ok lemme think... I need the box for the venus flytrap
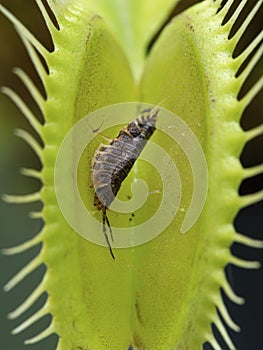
[1,0,262,349]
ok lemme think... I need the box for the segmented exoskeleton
[91,108,159,259]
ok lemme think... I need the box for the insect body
[91,108,159,259]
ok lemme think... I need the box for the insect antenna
[87,120,112,141]
[137,96,169,115]
[102,209,115,260]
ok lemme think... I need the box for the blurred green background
[0,1,262,349]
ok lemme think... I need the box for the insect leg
[102,209,115,260]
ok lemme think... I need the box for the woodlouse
[91,107,159,259]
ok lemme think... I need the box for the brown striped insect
[91,107,159,259]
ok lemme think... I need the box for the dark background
[0,1,262,349]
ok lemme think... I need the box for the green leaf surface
[83,0,182,79]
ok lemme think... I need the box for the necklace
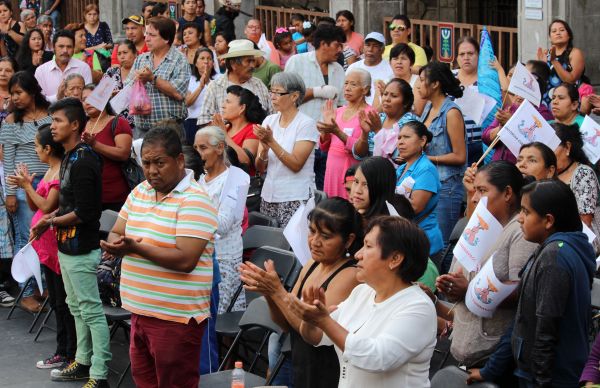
[557,160,576,176]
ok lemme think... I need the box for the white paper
[110,83,133,114]
[455,86,486,125]
[386,200,399,216]
[219,166,250,225]
[583,222,596,244]
[85,75,117,112]
[480,93,498,125]
[283,197,315,266]
[508,62,541,107]
[453,197,504,272]
[498,100,560,157]
[395,176,416,198]
[11,242,43,294]
[580,115,600,164]
[525,8,543,20]
[465,255,519,318]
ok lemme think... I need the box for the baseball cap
[122,15,145,26]
[365,32,385,45]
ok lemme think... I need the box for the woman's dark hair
[335,10,355,31]
[183,144,204,180]
[477,161,528,209]
[290,13,305,23]
[456,36,480,55]
[385,78,414,112]
[0,0,12,13]
[225,145,248,173]
[344,165,356,180]
[366,216,430,282]
[191,47,216,80]
[400,120,433,145]
[313,24,345,49]
[521,179,582,233]
[555,82,580,104]
[308,197,364,257]
[419,61,463,98]
[84,83,116,116]
[214,31,231,46]
[519,142,557,171]
[181,22,206,47]
[553,122,590,165]
[15,29,44,71]
[119,39,137,55]
[225,85,267,124]
[273,30,293,50]
[389,43,415,65]
[357,156,397,221]
[150,2,168,17]
[549,19,574,49]
[387,193,415,220]
[9,71,50,124]
[525,60,550,93]
[36,123,64,159]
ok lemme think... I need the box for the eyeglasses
[389,24,407,32]
[270,90,291,97]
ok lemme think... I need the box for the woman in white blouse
[291,216,437,387]
[254,72,319,227]
[194,125,249,313]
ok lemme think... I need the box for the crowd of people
[0,1,600,387]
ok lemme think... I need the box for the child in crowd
[273,28,295,70]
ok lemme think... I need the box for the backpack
[111,116,145,190]
[97,256,122,307]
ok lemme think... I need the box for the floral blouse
[85,21,113,48]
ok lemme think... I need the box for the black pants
[43,264,76,359]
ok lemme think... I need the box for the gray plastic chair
[243,225,290,251]
[248,211,279,228]
[99,209,119,234]
[431,366,499,388]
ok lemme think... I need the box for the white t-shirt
[186,74,220,120]
[260,111,319,203]
[346,59,394,105]
[319,284,437,388]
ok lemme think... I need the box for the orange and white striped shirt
[118,170,218,324]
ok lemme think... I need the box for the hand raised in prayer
[358,109,382,134]
[100,236,143,257]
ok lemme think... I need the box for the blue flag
[477,27,502,163]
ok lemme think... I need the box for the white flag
[283,197,316,266]
[109,83,133,114]
[498,100,560,157]
[579,115,600,164]
[85,75,117,112]
[508,62,541,107]
[453,197,503,272]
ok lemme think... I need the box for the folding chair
[34,306,55,342]
[243,226,290,251]
[28,295,50,333]
[265,332,291,385]
[99,209,119,238]
[104,305,131,341]
[431,366,499,388]
[248,212,279,228]
[203,297,279,387]
[6,277,33,320]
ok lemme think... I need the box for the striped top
[118,170,218,324]
[0,116,51,195]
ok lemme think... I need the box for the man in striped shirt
[101,127,217,387]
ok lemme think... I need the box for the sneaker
[50,361,90,381]
[82,378,110,388]
[0,291,14,307]
[36,354,69,369]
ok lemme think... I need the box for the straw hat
[219,39,265,59]
[219,0,242,7]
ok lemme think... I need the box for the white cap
[364,32,386,45]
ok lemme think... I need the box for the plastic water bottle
[231,361,245,388]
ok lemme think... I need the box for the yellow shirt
[383,41,428,67]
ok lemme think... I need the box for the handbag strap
[413,205,435,225]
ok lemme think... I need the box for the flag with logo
[497,100,560,157]
[508,62,541,107]
[85,75,117,112]
[580,115,600,164]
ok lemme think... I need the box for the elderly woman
[318,69,374,199]
[20,9,37,31]
[240,197,363,387]
[37,14,53,51]
[254,71,319,227]
[57,73,84,101]
[291,216,437,387]
[195,126,249,313]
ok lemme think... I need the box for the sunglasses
[389,24,407,32]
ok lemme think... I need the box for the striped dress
[118,171,218,324]
[0,116,51,196]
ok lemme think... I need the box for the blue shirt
[292,32,308,54]
[420,97,466,181]
[396,152,444,255]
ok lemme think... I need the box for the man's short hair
[313,24,346,49]
[142,126,183,158]
[48,98,87,133]
[147,16,177,45]
[52,29,75,46]
[391,14,411,29]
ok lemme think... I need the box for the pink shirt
[346,32,364,55]
[31,179,60,274]
[34,58,93,102]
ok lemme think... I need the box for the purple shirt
[482,102,553,164]
[581,334,600,384]
[34,58,93,102]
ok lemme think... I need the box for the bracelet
[433,295,439,306]
[278,149,286,159]
[49,216,55,230]
[258,153,268,162]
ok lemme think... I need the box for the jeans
[59,249,111,379]
[437,175,464,273]
[130,313,206,388]
[43,264,76,359]
[47,10,60,31]
[199,279,219,374]
[268,332,294,387]
[15,176,43,297]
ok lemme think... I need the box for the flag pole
[476,135,502,166]
[88,107,106,135]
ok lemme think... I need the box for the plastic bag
[129,80,152,115]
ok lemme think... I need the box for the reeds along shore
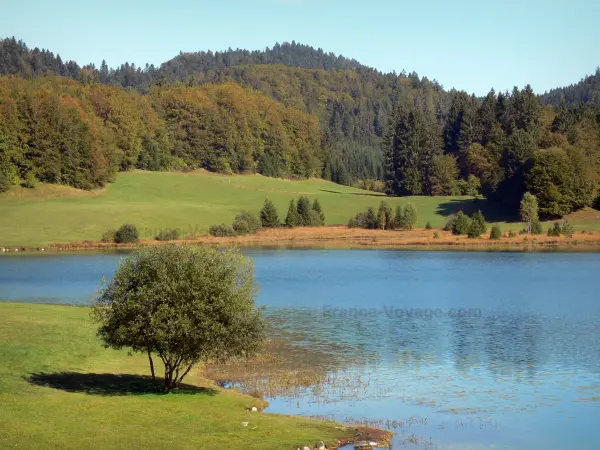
[3,226,600,252]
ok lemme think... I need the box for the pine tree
[285,199,300,227]
[393,205,403,230]
[296,196,312,226]
[365,207,378,229]
[477,90,498,146]
[384,104,439,196]
[401,204,418,230]
[312,199,325,225]
[468,210,487,238]
[260,198,279,228]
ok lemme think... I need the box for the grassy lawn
[0,302,358,449]
[1,170,598,246]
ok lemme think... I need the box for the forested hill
[0,38,366,88]
[0,37,446,186]
[1,37,599,220]
[540,69,600,107]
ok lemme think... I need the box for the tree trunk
[176,364,194,385]
[147,349,158,390]
[147,350,156,381]
[164,366,174,393]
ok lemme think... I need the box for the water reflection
[2,250,600,449]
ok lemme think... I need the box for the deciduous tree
[93,245,265,393]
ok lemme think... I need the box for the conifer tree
[377,201,393,230]
[285,199,300,227]
[401,203,418,230]
[365,207,378,229]
[259,198,279,228]
[296,196,312,226]
[312,199,325,225]
[468,210,487,237]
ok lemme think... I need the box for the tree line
[0,37,448,186]
[1,37,599,221]
[0,77,322,190]
[384,87,600,218]
[209,197,326,237]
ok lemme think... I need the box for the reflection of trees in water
[207,307,600,413]
[266,307,600,381]
[479,315,542,381]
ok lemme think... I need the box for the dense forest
[384,86,600,217]
[540,69,600,107]
[1,37,599,218]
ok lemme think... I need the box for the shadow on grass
[27,372,217,396]
[436,198,520,223]
[319,189,384,197]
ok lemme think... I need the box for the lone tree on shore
[520,192,539,234]
[92,245,266,393]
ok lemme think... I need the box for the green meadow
[1,170,598,246]
[0,302,358,449]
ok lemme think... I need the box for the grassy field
[0,302,367,449]
[1,170,599,246]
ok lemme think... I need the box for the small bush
[562,221,575,238]
[155,228,180,241]
[508,230,517,238]
[433,232,440,239]
[101,229,117,243]
[233,211,262,235]
[0,171,11,193]
[490,225,502,240]
[444,215,456,231]
[22,172,37,189]
[531,220,543,235]
[547,222,562,237]
[467,210,487,238]
[425,221,432,230]
[348,211,371,229]
[452,211,471,235]
[209,224,236,237]
[232,219,250,235]
[115,224,139,244]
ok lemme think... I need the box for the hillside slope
[0,171,480,246]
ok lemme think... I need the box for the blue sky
[1,0,598,95]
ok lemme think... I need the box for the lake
[1,249,600,449]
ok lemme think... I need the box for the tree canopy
[92,245,266,392]
[1,37,599,221]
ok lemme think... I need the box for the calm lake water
[1,250,600,449]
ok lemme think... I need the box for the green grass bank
[0,302,377,449]
[1,170,599,247]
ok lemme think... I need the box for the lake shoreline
[0,302,393,449]
[3,226,600,253]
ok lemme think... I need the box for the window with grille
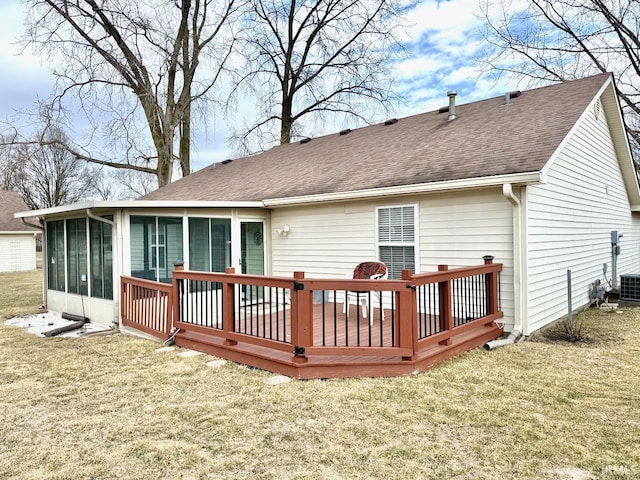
[130,216,183,283]
[377,205,416,279]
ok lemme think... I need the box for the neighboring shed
[0,191,39,272]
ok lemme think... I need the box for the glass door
[240,221,265,304]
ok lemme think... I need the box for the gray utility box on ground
[620,275,640,302]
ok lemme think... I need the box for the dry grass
[0,270,44,319]
[1,271,639,479]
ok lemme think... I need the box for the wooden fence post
[223,267,237,346]
[291,271,311,363]
[397,269,416,360]
[171,262,184,337]
[438,264,453,345]
[483,255,498,317]
[120,278,127,326]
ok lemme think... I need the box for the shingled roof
[0,191,37,232]
[142,73,613,203]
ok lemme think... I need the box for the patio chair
[343,261,387,325]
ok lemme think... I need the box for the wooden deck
[122,259,504,379]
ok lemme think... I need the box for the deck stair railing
[120,257,503,363]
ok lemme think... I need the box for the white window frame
[375,204,418,279]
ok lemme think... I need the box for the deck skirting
[174,322,502,379]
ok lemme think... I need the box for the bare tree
[479,0,640,155]
[232,0,406,152]
[113,169,157,199]
[2,127,97,210]
[0,146,21,191]
[5,0,240,187]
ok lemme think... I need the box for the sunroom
[16,201,269,327]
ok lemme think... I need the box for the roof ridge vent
[384,118,398,126]
[221,159,232,165]
[300,137,311,144]
[339,128,352,136]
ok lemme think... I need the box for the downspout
[86,209,115,227]
[484,183,524,350]
[22,218,46,308]
[86,209,118,327]
[21,218,44,231]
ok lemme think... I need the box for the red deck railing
[120,276,173,339]
[120,258,503,373]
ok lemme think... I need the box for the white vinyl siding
[270,192,514,327]
[0,234,36,272]
[271,202,376,278]
[418,190,514,327]
[527,100,640,333]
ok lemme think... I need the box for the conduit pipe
[483,183,525,350]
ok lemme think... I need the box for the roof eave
[14,200,266,219]
[263,172,543,207]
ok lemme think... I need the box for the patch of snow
[265,375,292,385]
[155,346,176,353]
[178,349,203,358]
[206,359,227,368]
[4,311,111,338]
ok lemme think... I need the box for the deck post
[483,255,498,317]
[171,262,184,336]
[291,271,311,363]
[398,269,416,360]
[222,267,237,346]
[438,264,453,345]
[120,277,127,326]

_ _ _ _ _

— YOUR TASK —
Return the lines beginning at the one that contains "ok lemme think... I need the box for the patch" and continuing through the last line of the data, exactly as they stand and without any others.

— ANSWER SECTION —
ok lemme think... I need the box for the patch of snow
[265,375,292,385]
[155,346,176,353]
[178,349,203,358]
[206,359,227,368]
[4,311,111,338]
ok lemme think... I need the box for the deck post
[483,255,498,317]
[171,262,184,336]
[291,271,311,363]
[398,269,416,360]
[222,267,237,346]
[438,264,453,345]
[120,277,127,326]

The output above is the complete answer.